Everything from the line with "Target: shirt collar" to the last line of the material below is what to reproduce, exactly and with no other lines.

────────────────────

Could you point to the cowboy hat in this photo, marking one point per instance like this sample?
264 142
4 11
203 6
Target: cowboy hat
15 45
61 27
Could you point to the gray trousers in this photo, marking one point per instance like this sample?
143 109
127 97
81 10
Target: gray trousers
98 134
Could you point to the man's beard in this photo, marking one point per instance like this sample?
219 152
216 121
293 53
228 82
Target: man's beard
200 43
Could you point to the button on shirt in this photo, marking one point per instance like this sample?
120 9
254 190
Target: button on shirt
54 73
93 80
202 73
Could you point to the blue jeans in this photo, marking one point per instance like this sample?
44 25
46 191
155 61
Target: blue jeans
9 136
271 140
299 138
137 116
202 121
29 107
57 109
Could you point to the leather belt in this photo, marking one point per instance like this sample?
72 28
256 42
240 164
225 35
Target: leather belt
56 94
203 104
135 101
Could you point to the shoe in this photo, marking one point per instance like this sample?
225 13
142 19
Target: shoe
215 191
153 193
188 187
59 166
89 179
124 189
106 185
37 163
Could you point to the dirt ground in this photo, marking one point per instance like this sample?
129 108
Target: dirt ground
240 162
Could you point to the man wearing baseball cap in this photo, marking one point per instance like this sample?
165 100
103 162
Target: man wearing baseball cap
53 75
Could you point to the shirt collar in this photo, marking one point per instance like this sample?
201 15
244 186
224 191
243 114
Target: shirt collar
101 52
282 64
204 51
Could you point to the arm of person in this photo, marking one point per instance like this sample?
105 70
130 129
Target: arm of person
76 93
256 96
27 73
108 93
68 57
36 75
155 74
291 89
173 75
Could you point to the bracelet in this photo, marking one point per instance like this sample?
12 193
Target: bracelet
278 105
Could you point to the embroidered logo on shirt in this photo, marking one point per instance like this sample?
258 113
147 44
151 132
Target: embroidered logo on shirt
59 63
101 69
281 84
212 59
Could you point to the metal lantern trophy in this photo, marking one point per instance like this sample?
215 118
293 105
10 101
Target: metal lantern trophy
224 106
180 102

────────────────────

◆ **Written reply**
Target: shirt collar
101 52
282 64
204 51
Could you point to the arm of person in this photo, marking one point per instance like this sample?
105 70
130 129
Target: arm of person
76 93
256 96
27 73
108 93
68 57
36 75
155 74
291 89
173 75
Could you point to the bracelet in this photo, marking one point per instance like this sample?
12 193
Target: bracelet
278 105
Could you point to the embroidered logo on shirt in this photo, marking one point per instance like this sample?
258 113
147 44
151 132
Target: embroidered logo on shirt
59 63
101 69
281 84
212 59
Could you point to the metal lantern trophy in this photo, marking one point per instance like this sample?
215 118
293 105
10 101
Target: metal lantern trophy
224 106
180 102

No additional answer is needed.